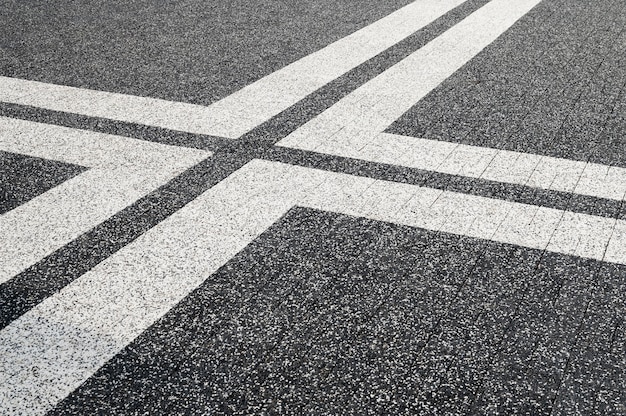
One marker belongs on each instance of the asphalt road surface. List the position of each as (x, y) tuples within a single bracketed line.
[(313, 207)]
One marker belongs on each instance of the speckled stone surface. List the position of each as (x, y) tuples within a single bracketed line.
[(552, 85), (345, 277), (191, 51), (327, 314), (23, 178)]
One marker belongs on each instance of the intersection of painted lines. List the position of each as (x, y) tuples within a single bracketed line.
[(353, 126), (245, 109), (120, 171), (53, 348)]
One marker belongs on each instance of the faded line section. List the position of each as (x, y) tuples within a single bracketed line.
[(351, 128), (121, 170), (544, 172), (52, 349), (245, 109)]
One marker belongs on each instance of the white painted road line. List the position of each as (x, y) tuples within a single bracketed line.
[(49, 351), (352, 127), (122, 170), (245, 109)]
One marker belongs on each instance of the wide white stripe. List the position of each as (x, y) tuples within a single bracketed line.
[(49, 351), (122, 170), (247, 108), (351, 128)]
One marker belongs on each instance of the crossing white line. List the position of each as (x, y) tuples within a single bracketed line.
[(352, 127), (245, 109), (49, 351), (121, 170)]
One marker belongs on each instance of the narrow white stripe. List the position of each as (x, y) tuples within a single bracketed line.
[(49, 351), (247, 108), (122, 170), (351, 128)]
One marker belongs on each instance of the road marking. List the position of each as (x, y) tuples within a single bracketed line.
[(245, 109), (121, 170), (352, 127), (50, 350)]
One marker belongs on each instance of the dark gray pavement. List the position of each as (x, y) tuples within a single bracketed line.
[(323, 312)]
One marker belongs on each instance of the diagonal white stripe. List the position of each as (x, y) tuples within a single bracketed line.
[(49, 351), (351, 128), (247, 108), (122, 170)]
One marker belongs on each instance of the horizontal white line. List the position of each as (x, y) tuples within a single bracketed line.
------------------------------
### [TASK BRIEF]
Reproduce all of the data above word for word, omitting the picture from your copy.

### [TASK ANSWER]
One marker belongs on each instance of the asphalt road surface. List the position of each as (x, y) tuples within a single bracketed line.
[(313, 207)]
One marker belongs on each instance of the speckled stone surface. List the position of each as (x, y) tuples within a single bracketed line.
[(552, 85), (345, 277), (191, 51), (327, 314), (23, 178)]
One marker belongs on each instance of the intersection of painted lines. List the position of each as (x, y) tuples within a single bracketed line.
[(353, 126), (245, 109), (120, 171), (53, 348)]
One marker belongs on each instance of the faded line section. List the position of each as (x, y) tuples within a single bracketed line.
[(351, 128), (121, 170), (544, 172), (52, 349), (245, 109)]
One marker belongs on each instance of the white painted road line. List the position of each as (x, y) tuples within a single bracketed line.
[(49, 351), (352, 127), (122, 170), (245, 109)]
One marker belongs on each instance of the wide white stripe. List the position of each as (x, y) tuples within a single bracketed line.
[(49, 351), (122, 170), (247, 108), (351, 128)]
One marker belongs on each instance of the crossing white line. List the position of each as (x, y) tuples within a single bracketed line.
[(352, 127), (245, 109), (49, 351), (121, 170)]
One marker belongs on each instance of the narrow white stripe. List the position of each as (x, y) tuples within a single bracketed line.
[(49, 351), (247, 108), (122, 170), (351, 128)]
One marker belongs on each instance of the road marking. List the position of each as (x, y) tuples within a single bracketed line.
[(245, 109), (121, 170), (352, 127), (50, 350)]
One marker belongs on each instance of the dark gray pavement. List the position of each as (x, y) tuples within a single bracketed line.
[(323, 312)]
One marker belongs on each instance of the diagonal white stripe. List the position of each as (x, y) tuples within a single bracketed line.
[(49, 351), (351, 128), (247, 108), (122, 170)]
One marker belongs on each instance of the horizontal white line. List the position of each as (x, y) tuples within a single bracketed line.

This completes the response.